Ketentuan Tugas 1 ▸
Cetak ulang bagian teks tentang hukum jual beli saat salat Jumat, semuanya mulai dari "KATA PENGANTAR" hingga "lain yang membacanya.".

Teks yang Ditampilkan ▸
====================

MATERI
AL-QUR’AN DAN AL-HADITS
“HUKUM JUAL BELI DI WAKTU MEMASUKI
SHOLAT JUM’AT”

2013

KATA PENGANTAR

Puji syukur penyusun panjatkan kepada Tuhan Yang Maha Esa karena penyusun menyelesaikan makalah ini dengan baik. Penulisan dan pembuatan makalah ini bertujuan untuk memenuhi tugas mata kuliah “Qur’an-Hadits”. Adapun yang penyusun bahas dalam makalah sederhana ini menggenai “Hukum Jual – Beli saat memasuki Waktu Shalat Jum’at”.

Terimakasih penyusun sampai kepada bapak Gusnam Haris S.ag,  M.ag selaku dosen matakuliah qur’an hadist yang telah memberikan pengarahan. Penyusun sadar bahwa dalam penyusunan makalah ini jauh dari sempurna, untuk itu penyusun meminta kritik dan saran demi kesempurnaan makalah ini.

Harapan kami, makalah ini dapat menjadi track recort dan menjadi referensi bagi kami dalam mengarunggi masa depan. Kami juga berharap agar makalah ini dapat berguna bagi orang lain yang membacanya.

====================

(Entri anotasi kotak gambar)
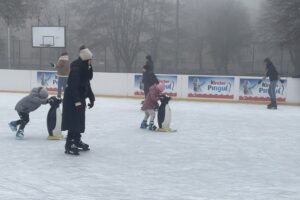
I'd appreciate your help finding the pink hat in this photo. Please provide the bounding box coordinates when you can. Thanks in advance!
[157,81,165,92]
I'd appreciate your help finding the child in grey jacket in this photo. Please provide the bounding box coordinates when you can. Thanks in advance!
[9,87,49,139]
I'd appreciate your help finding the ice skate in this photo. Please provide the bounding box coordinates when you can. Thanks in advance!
[65,139,79,156]
[8,121,18,132]
[76,140,90,151]
[148,122,157,131]
[16,130,24,140]
[140,120,148,129]
[267,101,277,110]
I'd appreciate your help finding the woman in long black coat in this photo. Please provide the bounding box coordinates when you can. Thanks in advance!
[62,46,95,155]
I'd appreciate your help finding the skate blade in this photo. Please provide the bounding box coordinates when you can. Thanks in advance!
[47,135,64,140]
[16,136,24,140]
[65,151,80,156]
[8,124,18,132]
[157,128,177,133]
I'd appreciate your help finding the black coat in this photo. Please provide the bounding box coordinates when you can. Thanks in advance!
[142,71,159,97]
[266,62,278,81]
[62,58,95,133]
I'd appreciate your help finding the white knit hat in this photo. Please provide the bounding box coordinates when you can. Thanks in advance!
[79,48,93,61]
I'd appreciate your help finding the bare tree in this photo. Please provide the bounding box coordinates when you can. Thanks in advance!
[206,0,251,74]
[263,0,300,75]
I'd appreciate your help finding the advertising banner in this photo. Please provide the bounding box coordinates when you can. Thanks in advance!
[239,78,287,102]
[36,71,57,91]
[134,74,177,97]
[188,76,234,99]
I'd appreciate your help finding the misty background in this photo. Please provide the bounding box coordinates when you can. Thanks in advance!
[0,0,300,76]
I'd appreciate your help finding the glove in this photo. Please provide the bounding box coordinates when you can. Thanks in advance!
[47,98,54,103]
[75,102,82,112]
[88,101,94,109]
[257,80,262,84]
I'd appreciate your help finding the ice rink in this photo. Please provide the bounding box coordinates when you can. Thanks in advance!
[0,93,300,200]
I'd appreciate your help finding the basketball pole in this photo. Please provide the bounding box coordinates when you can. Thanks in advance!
[7,20,11,69]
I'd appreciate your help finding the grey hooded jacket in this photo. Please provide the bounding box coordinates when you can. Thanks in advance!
[15,87,48,113]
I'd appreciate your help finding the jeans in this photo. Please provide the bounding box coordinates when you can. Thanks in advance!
[57,76,68,98]
[16,112,29,130]
[268,80,277,102]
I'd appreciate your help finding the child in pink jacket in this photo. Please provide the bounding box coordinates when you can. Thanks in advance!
[141,82,165,131]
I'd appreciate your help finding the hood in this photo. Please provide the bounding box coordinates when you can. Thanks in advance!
[31,87,49,99]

====================

Ketentuan Tugas 2 ▸
Tukar "long black coat" dengan "long dark coat" pada entri, semuanya mulai dari baris yang memuat "I'd appreciate your help finding the woman" hingga baris yang memuat "[62,46,95,155]", lalu tuliskan kembali hanya baris-baris itu tanpa perubahan lain.

Jawaban Tugas 1 ▸
KATA PENGANTAR

Puji syukur penyusun panjatkan kepada Tuhan Yang Maha Esa karena penyusun menyelesaikan makalah ini dengan baik. Penulisan dan pembuatan makalah ini bertujuan untuk memenuhi tugas mata kuliah “Qur’an-Hadits”. Adapun yang penyusun bahas dalam makalah sederhana ini menggenai “Hukum Jual – Beli saat memasuki Waktu Shalat Jum’at”.

Terimakasih penyusun sampai kepada bapak Gusnam Haris S.ag,  M.ag selaku dosen matakuliah qur’an hadist yang telah memberikan pengarahan. Penyusun sadar bahwa dalam penyusunan makalah ini jauh dari sempurna, untuk itu penyusun meminta kritik dan saran demi kesempurnaan makalah ini.

Harapan kami, makalah ini dapat menjadi track recort dan menjadi referensi bagi kami dalam mengarunggi masa depan. Kami juga berharap agar makalah ini dapat berguna bagi orang lain yang membacanya.

Jawaban Tugas 2 ▸
I'd appreciate your help finding the woman in long dark coat in this photo. Please provide the bounding box coordinates when you can. Thanks in advance!
[62,46,95,155]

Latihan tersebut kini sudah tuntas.